_PAGE EXCERPT_
┏━━
The Department of Industrial Design (ID) is one of the nine departments of TU/e and has an internationally leading position because of its core commitment to research through design (RtD) and its strikingly original conceptual work. ID's ambition is to be recognized as one of the top departments in the world that conduct exciting research in the intersection of Design, Technology, Human-Computer Interaction, and Social Sciences and Humanities. In particular, the department aims to inspire and educate a new generation of design engineers who can contribute with their novel designs, their fluency in AI/ML algorithms and data, and their academic critical questioning, to the imminent and complex societal challenges our world is facing nowadays.
The ID education program is competence-centered, self-directed and challenged-based. ID focuses on educating students to design through five different perspectives (called Expertise Areas), through core courses and electives:
- Math, data and computing.
- User and society.
- Technology and realization.
- Business and entrepreneurship.
- Creativity and aesthetics.
┗━━
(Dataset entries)
┏━━
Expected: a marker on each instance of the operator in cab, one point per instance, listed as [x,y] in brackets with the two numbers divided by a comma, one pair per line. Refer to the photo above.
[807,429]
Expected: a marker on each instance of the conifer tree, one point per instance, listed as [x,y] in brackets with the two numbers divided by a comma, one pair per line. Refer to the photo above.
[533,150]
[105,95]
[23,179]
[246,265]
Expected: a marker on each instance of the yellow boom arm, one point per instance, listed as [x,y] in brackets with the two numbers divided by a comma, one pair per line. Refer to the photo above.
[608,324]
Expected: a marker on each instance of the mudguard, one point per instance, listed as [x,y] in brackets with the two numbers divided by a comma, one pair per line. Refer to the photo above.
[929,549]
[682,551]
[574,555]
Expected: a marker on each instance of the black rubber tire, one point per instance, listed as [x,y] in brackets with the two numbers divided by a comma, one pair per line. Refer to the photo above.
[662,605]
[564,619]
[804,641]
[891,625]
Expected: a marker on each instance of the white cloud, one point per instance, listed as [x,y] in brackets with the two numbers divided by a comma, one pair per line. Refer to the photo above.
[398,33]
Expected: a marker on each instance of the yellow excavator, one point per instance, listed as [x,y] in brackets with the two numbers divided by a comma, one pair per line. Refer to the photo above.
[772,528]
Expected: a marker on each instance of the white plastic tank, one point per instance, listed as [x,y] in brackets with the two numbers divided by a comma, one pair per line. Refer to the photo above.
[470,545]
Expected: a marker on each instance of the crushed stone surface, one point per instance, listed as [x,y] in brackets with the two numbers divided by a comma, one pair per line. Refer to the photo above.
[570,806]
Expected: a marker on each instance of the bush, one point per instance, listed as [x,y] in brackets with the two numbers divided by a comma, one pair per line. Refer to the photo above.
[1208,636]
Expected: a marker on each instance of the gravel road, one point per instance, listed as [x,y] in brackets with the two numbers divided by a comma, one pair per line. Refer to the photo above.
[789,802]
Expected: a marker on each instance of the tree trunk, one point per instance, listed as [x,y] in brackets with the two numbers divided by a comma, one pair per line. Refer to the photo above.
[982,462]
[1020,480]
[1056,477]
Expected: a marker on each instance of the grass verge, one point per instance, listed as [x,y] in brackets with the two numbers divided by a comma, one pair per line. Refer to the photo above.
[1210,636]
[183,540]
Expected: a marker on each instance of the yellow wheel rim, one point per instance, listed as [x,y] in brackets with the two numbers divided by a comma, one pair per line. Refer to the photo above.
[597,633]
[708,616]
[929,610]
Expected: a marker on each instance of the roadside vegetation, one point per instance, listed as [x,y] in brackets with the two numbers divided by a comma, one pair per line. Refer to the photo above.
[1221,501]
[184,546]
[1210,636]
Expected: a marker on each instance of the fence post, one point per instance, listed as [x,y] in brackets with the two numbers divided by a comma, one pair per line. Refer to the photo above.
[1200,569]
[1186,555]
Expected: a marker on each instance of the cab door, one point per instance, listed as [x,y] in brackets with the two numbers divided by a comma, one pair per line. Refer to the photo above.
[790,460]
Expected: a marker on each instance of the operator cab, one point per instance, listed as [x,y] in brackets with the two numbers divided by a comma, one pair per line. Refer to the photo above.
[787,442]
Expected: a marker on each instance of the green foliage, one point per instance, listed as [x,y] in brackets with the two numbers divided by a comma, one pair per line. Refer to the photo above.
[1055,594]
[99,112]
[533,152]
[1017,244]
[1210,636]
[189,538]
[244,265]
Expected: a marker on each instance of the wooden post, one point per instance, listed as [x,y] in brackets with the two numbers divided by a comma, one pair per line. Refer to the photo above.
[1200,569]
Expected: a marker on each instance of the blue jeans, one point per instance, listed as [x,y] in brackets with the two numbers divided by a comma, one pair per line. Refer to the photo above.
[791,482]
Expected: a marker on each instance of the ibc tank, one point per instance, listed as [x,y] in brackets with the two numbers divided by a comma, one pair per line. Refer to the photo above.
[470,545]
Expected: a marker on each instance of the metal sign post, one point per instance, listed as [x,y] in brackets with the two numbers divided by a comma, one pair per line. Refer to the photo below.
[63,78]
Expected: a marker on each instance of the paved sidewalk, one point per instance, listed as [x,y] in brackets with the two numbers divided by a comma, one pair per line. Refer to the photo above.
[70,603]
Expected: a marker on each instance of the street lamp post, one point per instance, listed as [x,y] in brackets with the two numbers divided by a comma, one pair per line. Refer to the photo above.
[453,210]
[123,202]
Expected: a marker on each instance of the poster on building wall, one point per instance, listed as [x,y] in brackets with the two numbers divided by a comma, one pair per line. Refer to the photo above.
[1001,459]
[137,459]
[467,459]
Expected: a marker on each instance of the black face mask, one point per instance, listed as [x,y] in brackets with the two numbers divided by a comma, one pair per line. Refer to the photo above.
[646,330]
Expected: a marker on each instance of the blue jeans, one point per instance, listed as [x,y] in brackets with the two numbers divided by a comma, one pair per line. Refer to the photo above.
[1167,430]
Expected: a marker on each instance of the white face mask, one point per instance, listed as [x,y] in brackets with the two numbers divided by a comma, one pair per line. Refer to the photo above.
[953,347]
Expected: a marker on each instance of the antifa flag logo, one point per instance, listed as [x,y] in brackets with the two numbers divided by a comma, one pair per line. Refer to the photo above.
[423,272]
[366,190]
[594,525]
┗━━
_WHAT IS EXPECTED_
Please continue the passage on TU/e's Department of Industrial Design, starting after its list of five Expertise Areas.

_ANSWER BOX_
Students also learn to make connections between the different perspectives within project groups called squads. In addition, the ID education curriculum encourages and empowers students to take the ownership of their personal and professional development. Supported by their academic coaches, through ID curriculum and their personal, industrial and research projects, students develop a unique competence of designing and related design approaches individually. Next to self-directed learning and competence development, the educational model of ID is challenge-based. ID students work together on challenging and authentic projects in which multiple perspectives or disciplines are incorporated to solve the challenge (for example by working within interdisciplinary groups) using an entrepreneurial mindset.
At the Industrial Design department we have two research groups: Systemic Change and Future Everyday.
Job description The department of industrial design seeks candidates for an assistant professor position with a curiosity and drive to combine design, technology, and aesthetics. The focus of this position is to co-develop a research and education program that critically explores and redefines the role of 'beauty' and aesthetics in designing with emerging technologies, new materials, societal challenges, and recent philosophies. This program explores topics such as uncertainty, agency, intentionality, and emergence in the context of designing and experiencing within intelligent systems (artificial-social-cultural-biological-natural). The candidate should have a strong track record in research through practice (design or art), creative thinking and sensitive making, and should have affinity towards collaborating in societal contexts and multi-disciplinary teams.
Education: The candidate shall contribute to courses at bachelor's and master's level in related topics within the expertise area of creativity and aesthetics, with a preferred focus on sustainability and artificial intelligence.